**Source records**:
════════
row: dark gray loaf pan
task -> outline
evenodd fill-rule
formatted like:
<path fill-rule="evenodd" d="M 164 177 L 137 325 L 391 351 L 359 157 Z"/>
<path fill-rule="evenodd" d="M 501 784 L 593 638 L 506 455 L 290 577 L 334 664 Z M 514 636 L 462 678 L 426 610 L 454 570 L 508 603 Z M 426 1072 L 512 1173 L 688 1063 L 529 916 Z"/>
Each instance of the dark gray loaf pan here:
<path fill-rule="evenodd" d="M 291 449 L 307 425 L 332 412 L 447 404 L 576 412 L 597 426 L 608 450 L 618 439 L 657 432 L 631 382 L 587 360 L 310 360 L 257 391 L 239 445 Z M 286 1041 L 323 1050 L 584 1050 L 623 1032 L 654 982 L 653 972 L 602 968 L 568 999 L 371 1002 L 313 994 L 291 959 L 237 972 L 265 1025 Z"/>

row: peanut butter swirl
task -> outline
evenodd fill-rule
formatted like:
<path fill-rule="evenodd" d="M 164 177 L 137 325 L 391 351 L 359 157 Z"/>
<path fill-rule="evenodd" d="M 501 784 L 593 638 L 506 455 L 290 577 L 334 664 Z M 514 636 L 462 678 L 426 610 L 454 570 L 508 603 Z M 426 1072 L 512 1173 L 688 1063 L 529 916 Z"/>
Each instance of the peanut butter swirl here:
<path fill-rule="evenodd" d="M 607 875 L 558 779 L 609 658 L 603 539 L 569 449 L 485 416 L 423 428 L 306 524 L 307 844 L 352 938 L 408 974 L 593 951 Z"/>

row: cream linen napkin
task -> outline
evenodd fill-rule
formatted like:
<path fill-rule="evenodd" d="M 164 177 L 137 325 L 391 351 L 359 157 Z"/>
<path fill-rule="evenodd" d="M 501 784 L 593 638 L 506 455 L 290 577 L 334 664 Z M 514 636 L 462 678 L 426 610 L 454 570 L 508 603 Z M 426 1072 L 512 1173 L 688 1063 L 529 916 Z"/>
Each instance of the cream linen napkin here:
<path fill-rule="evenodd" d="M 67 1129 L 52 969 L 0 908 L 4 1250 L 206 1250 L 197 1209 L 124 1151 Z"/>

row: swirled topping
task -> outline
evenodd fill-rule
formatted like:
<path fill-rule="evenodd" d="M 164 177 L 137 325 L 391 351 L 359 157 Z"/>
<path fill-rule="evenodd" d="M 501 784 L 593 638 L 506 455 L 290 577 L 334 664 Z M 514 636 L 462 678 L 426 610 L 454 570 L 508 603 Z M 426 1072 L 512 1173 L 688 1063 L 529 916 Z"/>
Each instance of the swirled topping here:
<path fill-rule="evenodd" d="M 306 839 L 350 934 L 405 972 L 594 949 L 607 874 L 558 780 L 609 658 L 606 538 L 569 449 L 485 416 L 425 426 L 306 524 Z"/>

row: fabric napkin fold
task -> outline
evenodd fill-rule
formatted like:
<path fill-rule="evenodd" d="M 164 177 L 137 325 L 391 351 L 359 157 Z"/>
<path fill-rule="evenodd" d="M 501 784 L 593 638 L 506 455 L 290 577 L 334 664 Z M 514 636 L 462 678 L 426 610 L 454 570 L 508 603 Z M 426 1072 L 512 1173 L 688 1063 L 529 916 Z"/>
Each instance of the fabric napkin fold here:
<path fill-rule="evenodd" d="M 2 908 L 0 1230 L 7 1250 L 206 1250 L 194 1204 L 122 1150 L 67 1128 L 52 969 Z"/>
════════
**To be done**: Reproduce the entire listing, substituting "serviette" for each occurrence of "napkin" and changing nothing else.

**Answer to this task**:
row: dark gray loaf pan
task -> outline
evenodd fill-rule
formatted like:
<path fill-rule="evenodd" d="M 164 177 L 137 325 L 391 351 L 359 157 Z"/>
<path fill-rule="evenodd" d="M 501 784 L 593 638 L 506 455 L 290 577 L 334 664 Z M 514 636 L 462 678 L 426 610 L 454 570 L 508 603 Z M 426 1072 L 512 1173 L 688 1063 L 529 916 Z"/>
Each instance of the dark gray loaf pan here:
<path fill-rule="evenodd" d="M 291 449 L 307 425 L 332 412 L 447 404 L 576 412 L 597 426 L 608 450 L 618 439 L 657 432 L 631 382 L 587 360 L 310 360 L 257 391 L 239 445 Z M 286 1041 L 323 1050 L 584 1050 L 623 1032 L 654 982 L 653 972 L 602 968 L 568 999 L 371 1002 L 313 994 L 291 959 L 237 972 L 265 1025 Z"/>

row: peanut butter swirl
task -> outline
evenodd fill-rule
formatted like:
<path fill-rule="evenodd" d="M 164 177 L 137 325 L 391 351 L 359 157 Z"/>
<path fill-rule="evenodd" d="M 501 784 L 593 638 L 506 455 L 290 577 L 334 664 Z M 514 636 L 462 678 L 426 610 L 454 570 L 508 603 Z M 426 1072 L 512 1173 L 688 1063 L 529 916 Z"/>
Each instance of the peanut butter swirl here:
<path fill-rule="evenodd" d="M 607 875 L 558 779 L 609 658 L 603 539 L 569 449 L 485 416 L 423 428 L 306 524 L 307 844 L 352 938 L 408 974 L 593 951 Z"/>

row: cream linen serviette
task -> outline
evenodd fill-rule
formatted like:
<path fill-rule="evenodd" d="M 164 177 L 137 325 L 391 351 L 359 157 Z"/>
<path fill-rule="evenodd" d="M 501 784 L 593 638 L 506 455 L 290 577 L 334 664 Z M 514 636 L 462 678 L 426 610 L 454 570 L 508 603 Z M 426 1072 L 512 1173 L 688 1063 L 529 916 Z"/>
Each instance of the cream linen serviette here:
<path fill-rule="evenodd" d="M 67 1129 L 52 969 L 0 908 L 4 1250 L 206 1250 L 197 1209 L 124 1151 Z"/>

row: swirled topping
task -> outline
evenodd fill-rule
formatted like:
<path fill-rule="evenodd" d="M 164 177 L 137 325 L 391 351 L 359 157 Z"/>
<path fill-rule="evenodd" d="M 501 784 L 593 638 L 506 455 L 290 577 L 334 664 Z M 514 636 L 462 678 L 426 610 L 454 570 L 508 603 Z M 426 1072 L 512 1173 L 688 1063 L 529 916 Z"/>
Each instance of the swirled topping here:
<path fill-rule="evenodd" d="M 306 839 L 350 934 L 405 972 L 594 949 L 607 874 L 558 780 L 609 658 L 606 538 L 569 449 L 485 416 L 425 426 L 306 524 Z"/>

row: fabric serviette fold
task -> outline
evenodd fill-rule
formatted like:
<path fill-rule="evenodd" d="M 164 177 L 137 325 L 391 351 L 359 157 Z"/>
<path fill-rule="evenodd" d="M 501 784 L 593 638 L 506 455 L 290 577 L 334 664 Z M 514 636 L 462 678 L 426 610 L 454 570 L 508 603 Z M 426 1072 L 512 1173 L 688 1063 L 529 916 Z"/>
Each instance of the fabric serviette fold here:
<path fill-rule="evenodd" d="M 2 908 L 0 1230 L 7 1250 L 206 1250 L 194 1204 L 122 1150 L 67 1128 L 52 969 Z"/>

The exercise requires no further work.